GIVEN PASSAGE —
We were on our way to Indore soon. On the way, we were all hungry for lunch and we asked the driver to stop if a dhaba was to be seen. We passed quite a few of them, but showed no sign of stopping. Instead, he remarked, “I am not hungry at all, we would have lunch at Indore.” I was sitting in the front and couldn’t control my rage any longer, and shouted back in Hindi, “How would you feel hungry, you’ve eaten seven bananas that were kept in front, while we had only one each? And it doesn’t matter if you are not hungry or not, if there’s a dhaba to be seen, you have to stop.” I was supported by everyone, especially my father. And now, he was compelled to stop at one.

After lunch, we had a bit of fun as we neared Indore. The driver got repeated calls from his wife and soon, he was yelling at her. From what we could make out of the one-sided conversation was that his wife had come home from somewhere and couldn’t unlock the door, and the driver kept hollering, “Main kya kar sakta hu? Tala torwao…abhi main kaise jaun. Mujhe phone mat karo!”  (What can I do now? Get the lock broken…how can I go now. Stop calling me!)

DATA LINES —
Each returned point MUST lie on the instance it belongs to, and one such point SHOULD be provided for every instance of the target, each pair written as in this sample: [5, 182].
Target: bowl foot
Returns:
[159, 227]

TASK TO COMPLETE — Condense the paragraph of the Indore trip account that begins "After lunch, we had a bit of fun" into two or three sentences, keeping its main facts. The listing was taken from a separate source.

OUTPUT OF THE EXERCISE — After lunch, the travelers had a bit of fun near Indore as the driver kept getting calls from his wife and ended up yelling at her. From his side of the conversation, it seemed she had come home and couldn't unlock the door. In Hindi, he shouted that he could do nothing, that she should get the lock broken, that he couldn't go now, and that she should stop calling him.